PAGE EXTRACT:
= Listed buildings in Melmerby in Coverdale =

Melmerby in Coverdale is a civil parish in the county of North Yorkshire, England. It contains five listed buildings that are recorded in the National Heritage List for England. All the listed buildings are designated at Grade II, the lowest of the three grades, which is applied to "buildings of national importance and special interest". The parish contains the village of Melmerby and the surrounding area. All the listed buildings are in the village, and consist of farmhouses and farm buildings.

(Dataset entries)
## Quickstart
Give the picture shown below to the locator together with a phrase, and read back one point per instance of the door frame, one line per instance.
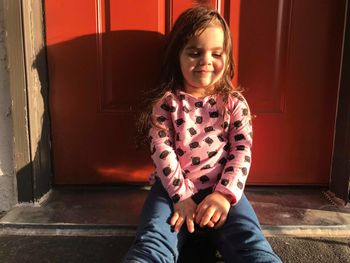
(340, 173)
(24, 21)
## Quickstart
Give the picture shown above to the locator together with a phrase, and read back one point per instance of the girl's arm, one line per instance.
(168, 168)
(213, 210)
(235, 172)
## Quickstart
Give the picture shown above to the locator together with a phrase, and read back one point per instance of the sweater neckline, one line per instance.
(188, 95)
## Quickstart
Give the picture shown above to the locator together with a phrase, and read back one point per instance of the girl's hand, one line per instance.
(184, 210)
(213, 210)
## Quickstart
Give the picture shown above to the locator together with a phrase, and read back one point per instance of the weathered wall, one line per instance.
(7, 179)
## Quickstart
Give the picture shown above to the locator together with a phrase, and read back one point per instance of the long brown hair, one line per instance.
(190, 23)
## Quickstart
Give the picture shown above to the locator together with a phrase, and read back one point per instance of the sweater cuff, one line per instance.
(228, 194)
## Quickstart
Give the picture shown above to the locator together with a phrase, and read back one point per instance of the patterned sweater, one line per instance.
(199, 143)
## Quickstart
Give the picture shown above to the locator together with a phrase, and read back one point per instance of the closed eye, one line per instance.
(217, 55)
(194, 54)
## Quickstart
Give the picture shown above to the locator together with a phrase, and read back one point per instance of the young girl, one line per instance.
(200, 133)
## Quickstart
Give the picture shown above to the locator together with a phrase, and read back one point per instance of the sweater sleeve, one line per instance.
(168, 168)
(235, 172)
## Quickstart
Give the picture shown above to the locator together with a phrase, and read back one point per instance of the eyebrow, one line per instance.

WHAT THIS TASK INVOLVES: Can you rewrite the Melmerby listed buildings passage, starting at the words "Melmerby in Coverdale is" and stopping after "and farm buildings.", but swap "farmhouses" for "cottages"? Rely only on the Melmerby listed buildings passage.

PROBLEM SOLUTION:
Melmerby in Coverdale is a civil parish in the county of North Yorkshire, England. It contains five listed buildings that are recorded in the National Heritage List for England. All the listed buildings are designated at Grade II, the lowest of the three grades, which is applied to "buildings of national importance and special interest". The parish contains the village of Melmerby and the surrounding area. All the listed buildings are in the village, and consist of cottages and farm buildings.